--- PAGE EXTRACT ---
Posted - 06/14/2009 :  06:43:32  Show Profile Send HalfMooner a Private Message  Reply with Quote
(Part 1 of this story can be found here.)


Returning home

As I drove the X-15 back to the ISS (space station), I realized that I'd left my key ring on the ISS (starship). This bothered me considerably until I finally used my CB radio to call Earth, and arranged to have all my locks changed.

I was looking forward to my return, especially anticipating the smiles on the faces of my relatives when they saw the souvenirs I'd purchased at the starship's little knick-knack store. So I floored the accelerator. In no time at all (it seemed in my dream) I was screaming into the Solar System in a hyperbolic cometary orbit.

I figured I'd best radio in again and ask some NASA rocket scientists about how to get into an orbit alongside the International Space Station. It was touch and go for a while, but I'd definitely picked up some rocket-driving skills during my rendezvous mission. Soon I had docked and was kicking back in my recliner in the very center of the ISS (station). I had an immense feeling of satisfaction for having sorted out the technical and personnel problems on the ISS (starship) which even the experts and crew had missed.

Soon, however, new problems presented themselves, in the person of some astronomer who told me that the latest data from space telescopes proved that Alpha Centauri A, the star the starship was headed toward, had no earth-like planets in its habitable zone. Instead, a very diffuse asteroid belt covering the that zone had been detected.

--- RECORDED INFORMATION ---
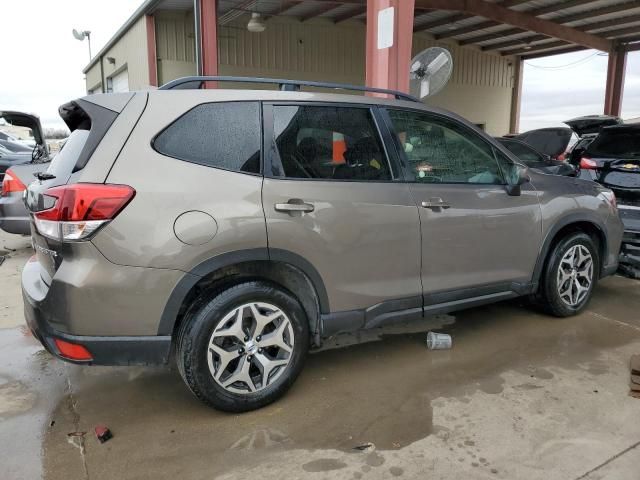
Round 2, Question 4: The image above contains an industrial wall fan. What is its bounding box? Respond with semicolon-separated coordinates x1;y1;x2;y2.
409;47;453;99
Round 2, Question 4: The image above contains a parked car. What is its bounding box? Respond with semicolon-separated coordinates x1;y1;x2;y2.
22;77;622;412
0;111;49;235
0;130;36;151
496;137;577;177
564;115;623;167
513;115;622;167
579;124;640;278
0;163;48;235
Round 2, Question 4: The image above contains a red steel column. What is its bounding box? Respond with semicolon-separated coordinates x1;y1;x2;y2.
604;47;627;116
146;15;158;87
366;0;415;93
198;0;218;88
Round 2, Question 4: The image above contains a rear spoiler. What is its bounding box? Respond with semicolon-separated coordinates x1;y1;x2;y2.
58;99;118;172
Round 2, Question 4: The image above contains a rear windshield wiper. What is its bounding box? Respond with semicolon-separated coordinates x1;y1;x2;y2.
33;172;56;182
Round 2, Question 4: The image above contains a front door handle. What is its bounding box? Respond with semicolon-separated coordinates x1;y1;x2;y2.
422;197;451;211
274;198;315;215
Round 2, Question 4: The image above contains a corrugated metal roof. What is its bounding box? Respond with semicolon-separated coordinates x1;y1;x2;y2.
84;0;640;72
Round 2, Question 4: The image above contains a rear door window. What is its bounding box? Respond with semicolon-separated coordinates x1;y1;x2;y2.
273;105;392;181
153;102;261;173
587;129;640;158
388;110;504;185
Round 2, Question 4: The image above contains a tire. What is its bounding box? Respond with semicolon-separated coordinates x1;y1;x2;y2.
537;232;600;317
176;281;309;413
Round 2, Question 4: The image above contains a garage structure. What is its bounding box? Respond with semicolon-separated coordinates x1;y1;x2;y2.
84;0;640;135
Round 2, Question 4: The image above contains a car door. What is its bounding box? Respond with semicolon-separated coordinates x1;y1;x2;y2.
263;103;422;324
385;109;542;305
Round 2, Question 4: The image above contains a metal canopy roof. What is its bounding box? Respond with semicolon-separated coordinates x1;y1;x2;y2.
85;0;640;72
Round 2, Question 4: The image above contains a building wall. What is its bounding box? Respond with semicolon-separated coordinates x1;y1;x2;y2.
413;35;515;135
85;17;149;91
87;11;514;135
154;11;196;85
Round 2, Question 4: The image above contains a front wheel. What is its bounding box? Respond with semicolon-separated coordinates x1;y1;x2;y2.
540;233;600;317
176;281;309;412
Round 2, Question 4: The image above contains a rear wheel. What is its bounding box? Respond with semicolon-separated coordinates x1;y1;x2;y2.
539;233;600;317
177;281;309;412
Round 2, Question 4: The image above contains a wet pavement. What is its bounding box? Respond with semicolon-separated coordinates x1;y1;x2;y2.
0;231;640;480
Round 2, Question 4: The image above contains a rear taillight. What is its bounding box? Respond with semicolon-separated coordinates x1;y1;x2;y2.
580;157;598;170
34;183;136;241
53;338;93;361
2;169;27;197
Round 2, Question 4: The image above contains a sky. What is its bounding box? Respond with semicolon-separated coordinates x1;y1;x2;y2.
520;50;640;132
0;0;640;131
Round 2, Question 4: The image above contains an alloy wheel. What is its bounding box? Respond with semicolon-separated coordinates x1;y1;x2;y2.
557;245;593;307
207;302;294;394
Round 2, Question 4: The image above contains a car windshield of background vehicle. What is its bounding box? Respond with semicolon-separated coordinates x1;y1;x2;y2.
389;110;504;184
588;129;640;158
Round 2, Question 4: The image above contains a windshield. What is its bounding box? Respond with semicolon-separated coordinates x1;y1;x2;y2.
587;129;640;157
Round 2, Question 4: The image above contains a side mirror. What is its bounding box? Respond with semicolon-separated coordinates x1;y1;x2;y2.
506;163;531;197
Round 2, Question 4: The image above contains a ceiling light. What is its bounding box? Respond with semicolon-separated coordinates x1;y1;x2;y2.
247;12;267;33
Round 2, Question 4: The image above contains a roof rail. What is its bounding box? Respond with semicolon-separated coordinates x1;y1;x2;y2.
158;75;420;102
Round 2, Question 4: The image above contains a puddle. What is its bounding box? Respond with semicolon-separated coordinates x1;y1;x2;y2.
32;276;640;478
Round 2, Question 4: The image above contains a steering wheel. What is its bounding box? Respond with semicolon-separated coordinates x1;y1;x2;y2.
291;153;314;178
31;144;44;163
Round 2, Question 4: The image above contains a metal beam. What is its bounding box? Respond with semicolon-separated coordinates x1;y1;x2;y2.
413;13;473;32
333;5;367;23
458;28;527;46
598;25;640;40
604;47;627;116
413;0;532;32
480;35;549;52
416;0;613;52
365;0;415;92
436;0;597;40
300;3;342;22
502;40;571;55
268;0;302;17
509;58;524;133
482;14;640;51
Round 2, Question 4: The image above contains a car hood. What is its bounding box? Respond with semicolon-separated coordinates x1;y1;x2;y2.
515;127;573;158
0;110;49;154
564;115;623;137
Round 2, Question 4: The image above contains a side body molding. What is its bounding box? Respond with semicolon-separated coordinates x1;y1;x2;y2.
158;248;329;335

--- OBJECTIVES ---
• A. Summarize the forum story about returning home in two sentences.
• B. In the forum story about returning home, which star was the starship headed toward?
Draw only on the text, not on the listing.

--- CORRECT ANSWERS ---
• A. While driving the X-15 back to the International Space Station, the narrator realized the key ring had been left on the starship and used a CB radio to have all the locks changed. After docking with advice from NASA rocket scientists, the narrator felt satisfied, until an astronomer reported that Alpha Centauri A, the starship's destination, had no earth-like planets in its habitable zone, only a very diffuse asteroid belt.

• B. Alpha Centauri A.